**Work order**
Would you reproduce all of the entries exactly?

(Items from a data source)
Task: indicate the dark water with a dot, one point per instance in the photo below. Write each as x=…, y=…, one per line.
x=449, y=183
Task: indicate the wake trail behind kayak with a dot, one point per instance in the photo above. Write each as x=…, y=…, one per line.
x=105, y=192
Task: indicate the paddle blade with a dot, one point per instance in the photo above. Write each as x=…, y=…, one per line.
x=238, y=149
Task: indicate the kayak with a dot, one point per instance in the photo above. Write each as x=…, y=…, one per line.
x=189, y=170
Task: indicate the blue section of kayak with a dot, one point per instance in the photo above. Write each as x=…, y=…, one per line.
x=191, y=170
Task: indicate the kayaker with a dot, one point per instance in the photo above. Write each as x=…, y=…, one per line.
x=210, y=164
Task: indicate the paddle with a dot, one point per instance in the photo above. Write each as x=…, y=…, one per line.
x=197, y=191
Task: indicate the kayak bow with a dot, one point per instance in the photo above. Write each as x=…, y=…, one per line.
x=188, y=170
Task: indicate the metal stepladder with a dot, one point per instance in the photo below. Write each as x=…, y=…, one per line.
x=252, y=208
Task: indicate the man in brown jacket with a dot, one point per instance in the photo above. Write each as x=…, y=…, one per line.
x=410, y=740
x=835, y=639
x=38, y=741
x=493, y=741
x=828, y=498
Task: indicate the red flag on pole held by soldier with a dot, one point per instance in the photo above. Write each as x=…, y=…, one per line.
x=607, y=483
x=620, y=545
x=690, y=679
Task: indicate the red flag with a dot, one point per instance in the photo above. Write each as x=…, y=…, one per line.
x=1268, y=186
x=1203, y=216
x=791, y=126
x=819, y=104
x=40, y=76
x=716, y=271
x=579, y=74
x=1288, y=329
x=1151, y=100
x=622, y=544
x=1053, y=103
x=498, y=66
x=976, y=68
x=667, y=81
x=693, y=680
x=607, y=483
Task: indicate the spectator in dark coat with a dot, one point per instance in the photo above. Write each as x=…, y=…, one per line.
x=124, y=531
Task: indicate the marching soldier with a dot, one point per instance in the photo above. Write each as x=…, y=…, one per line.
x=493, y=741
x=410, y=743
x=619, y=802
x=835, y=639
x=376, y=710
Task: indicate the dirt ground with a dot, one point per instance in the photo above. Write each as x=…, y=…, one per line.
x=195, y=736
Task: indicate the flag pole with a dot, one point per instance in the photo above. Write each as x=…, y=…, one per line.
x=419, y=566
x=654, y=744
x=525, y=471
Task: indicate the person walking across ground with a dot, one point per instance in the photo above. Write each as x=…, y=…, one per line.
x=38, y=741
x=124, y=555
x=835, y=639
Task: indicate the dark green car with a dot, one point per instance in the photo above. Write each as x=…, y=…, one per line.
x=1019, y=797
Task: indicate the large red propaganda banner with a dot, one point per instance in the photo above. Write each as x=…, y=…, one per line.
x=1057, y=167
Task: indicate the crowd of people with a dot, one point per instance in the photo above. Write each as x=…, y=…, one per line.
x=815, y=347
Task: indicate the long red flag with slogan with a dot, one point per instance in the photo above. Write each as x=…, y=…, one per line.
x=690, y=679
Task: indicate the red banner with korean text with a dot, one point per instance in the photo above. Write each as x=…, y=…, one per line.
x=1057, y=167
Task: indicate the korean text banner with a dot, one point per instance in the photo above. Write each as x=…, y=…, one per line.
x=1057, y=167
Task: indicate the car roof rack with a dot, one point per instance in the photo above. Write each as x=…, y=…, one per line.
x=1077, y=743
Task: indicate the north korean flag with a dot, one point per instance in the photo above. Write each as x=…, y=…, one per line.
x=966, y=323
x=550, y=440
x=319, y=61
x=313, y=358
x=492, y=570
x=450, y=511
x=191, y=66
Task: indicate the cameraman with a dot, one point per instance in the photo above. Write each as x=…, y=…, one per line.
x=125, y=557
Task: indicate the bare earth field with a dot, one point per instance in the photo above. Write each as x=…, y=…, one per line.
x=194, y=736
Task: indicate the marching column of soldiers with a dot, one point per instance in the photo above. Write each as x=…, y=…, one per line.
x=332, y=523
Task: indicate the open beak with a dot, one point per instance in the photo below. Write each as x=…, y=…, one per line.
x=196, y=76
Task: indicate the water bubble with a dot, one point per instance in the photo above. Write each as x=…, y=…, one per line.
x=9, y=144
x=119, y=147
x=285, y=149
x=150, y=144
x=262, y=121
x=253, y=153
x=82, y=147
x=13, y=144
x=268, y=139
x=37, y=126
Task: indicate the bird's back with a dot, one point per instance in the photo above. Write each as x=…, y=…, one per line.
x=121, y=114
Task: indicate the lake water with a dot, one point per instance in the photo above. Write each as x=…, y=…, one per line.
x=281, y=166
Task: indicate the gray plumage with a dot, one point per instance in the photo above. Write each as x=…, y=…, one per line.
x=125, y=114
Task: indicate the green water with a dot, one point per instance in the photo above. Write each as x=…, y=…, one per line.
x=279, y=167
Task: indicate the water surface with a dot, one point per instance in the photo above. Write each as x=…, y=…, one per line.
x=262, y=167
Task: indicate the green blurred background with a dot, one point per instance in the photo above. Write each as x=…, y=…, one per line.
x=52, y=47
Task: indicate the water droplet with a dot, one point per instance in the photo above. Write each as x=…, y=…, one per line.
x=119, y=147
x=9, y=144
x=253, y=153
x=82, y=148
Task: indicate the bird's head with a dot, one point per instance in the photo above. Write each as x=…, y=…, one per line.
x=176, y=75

**Reply to the exercise**
Task: indicate the dark water with a dot, one point per instance in the photo below. Write each as x=…, y=…, one per line.
x=449, y=183
Task: indicate the wake trail behind kayak with a dot, one point per instance in the photo above. Write each as x=…, y=…, one per line.
x=105, y=192
Task: indicate the paddle blade with a dot, one point per instance in the photo above. Write each as x=…, y=…, one per line.
x=238, y=149
Task: indicate the kayak with a dot, one point per instance in the photo above. Write each as x=…, y=…, one per line.
x=189, y=170
Task: indicate the blue section of kayak with a dot, one point per instance in the photo above. Write each as x=…, y=…, one per line.
x=191, y=170
Task: indicate the kayaker with a dot, one point per instance in the photo above. Write each as x=…, y=…, one per line.
x=210, y=164
Task: indicate the paddle with a dot, one point per instance in the photo above. Write each as x=…, y=…, one per line.
x=197, y=191
Task: indicate the kayak bow with a dot, one point per instance in the photo above. Write each as x=…, y=…, one per line.
x=188, y=170
Task: indicate the metal stepladder with a dot, one point per instance in the photo below. Write each as x=…, y=…, one per line.
x=252, y=208
Task: indicate the man in brown jacket with a dot, one point per instance in the photo above. Write each as x=…, y=…, one per line.
x=410, y=740
x=835, y=639
x=38, y=741
x=493, y=741
x=828, y=498
Task: indicate the red flag on pole held by soldier with a dot, one point per instance in the photo above. Write each as x=…, y=…, one per line.
x=607, y=483
x=620, y=545
x=690, y=679
Task: indicate the red flag with a dot, one point per instance in the photo above. Write each as x=…, y=…, one per line.
x=1268, y=186
x=1203, y=216
x=791, y=126
x=819, y=104
x=40, y=76
x=716, y=271
x=579, y=74
x=1288, y=329
x=1151, y=100
x=622, y=544
x=1053, y=103
x=498, y=66
x=976, y=68
x=667, y=81
x=693, y=680
x=607, y=483
Task: indicate the spectator in dark coat with a dot, one point per instance in the photo above. Write each as x=…, y=…, one per line.
x=124, y=531
Task: indicate the marching soldier with a dot, one point per instance in the photo above. Write each as x=…, y=…, one per line.
x=493, y=741
x=410, y=743
x=619, y=802
x=835, y=639
x=376, y=710
Task: indicate the dirt ground with a dot, one point per instance in the photo above. Write each as x=…, y=…, one per line.
x=195, y=736
Task: indicate the flag pole with a dot, one point per instance in the photo above. Write each as x=…, y=…, one per line.
x=419, y=566
x=654, y=744
x=525, y=471
Task: indicate the person walking across ground with a dot, one point per instance in the photo above. Write each as x=…, y=…, one per line.
x=38, y=741
x=124, y=555
x=835, y=639
Task: indicate the dark green car with a dot, one point per instance in the photo above. Write each as x=…, y=…, one per line.
x=1019, y=797
Task: indicate the large red propaganda banner with a dot, one point per instance in the photo above. Write each as x=…, y=…, one per line.
x=1057, y=167
Task: indicate the crowd of people with a dot, one point per instance in the photo above. Write each as x=…, y=…, one per line.
x=815, y=347
Task: indicate the long red flag with slogan with a dot, one point per instance in the photo above. Write each as x=…, y=…, one per line.
x=690, y=679
Task: indicate the red banner with korean text with a dot, one point per instance in the photo above. Write each as x=…, y=…, one per line.
x=1057, y=167
Task: indicate the korean text banner with a dot, one point per instance in the photo above. Write each as x=…, y=…, one per line.
x=1057, y=167
Task: indicate the car roof rack with a dot, one point per instance in the photo above. Write each as x=…, y=…, one per line.
x=1077, y=743
Task: indicate the north korean flag with a dot, one point per instance in the photo above. Write each as x=…, y=…, one per line.
x=966, y=323
x=550, y=440
x=319, y=61
x=313, y=358
x=492, y=570
x=450, y=511
x=191, y=66
Task: indicate the cameraman with a dot, one point per instance in the photo above. Write each as x=…, y=…, one per line.
x=125, y=557
Task: indicate the bare earth field with a dot, one point per instance in the photo above. Write each as x=…, y=…, one per line.
x=194, y=736
Task: indicate the marching column of soldiers with a dot, one point per instance in the photo above. Write each as x=…, y=…, one per line.
x=332, y=523
Task: indicate the open beak with a dot, one point per instance in the photo below. Write each as x=…, y=…, one per line.
x=196, y=76
Task: indicate the water bubble with a dot, one point per instance in the photo above. Write each as x=…, y=…, one per line.
x=9, y=144
x=119, y=147
x=285, y=149
x=150, y=144
x=262, y=121
x=253, y=153
x=82, y=147
x=13, y=144
x=268, y=139
x=37, y=126
Task: indicate the bird's back with a dot, one point per instance in the photo above. Write each as x=…, y=…, one per line.
x=121, y=114
Task: indicate the lake water with a dot, one point per instance in the photo above. Write each as x=…, y=…, one per line.
x=281, y=166
Task: indicate the gray plumage with a dot, one point per instance in the photo above. Write each as x=…, y=…, one per line.
x=125, y=114
Task: indicate the green water with a dot, one point per instance in the photo above. Write each as x=…, y=…, one per line.
x=279, y=167
Task: indicate the water surface with a dot, one point per instance in the photo above. Write each as x=…, y=…, one per line.
x=262, y=167
Task: indicate the green blurred background with a dot, one point per instance in the photo above. Write each as x=…, y=…, one per line.
x=52, y=47
Task: indicate the water droplet with a dot, one point per instance in the photo above. Write each as x=…, y=…, one per line.
x=119, y=147
x=9, y=144
x=253, y=153
x=82, y=148
Task: indicate the bird's head with a dot, one point per instance in the photo above. Write each as x=…, y=…, one per line.
x=176, y=75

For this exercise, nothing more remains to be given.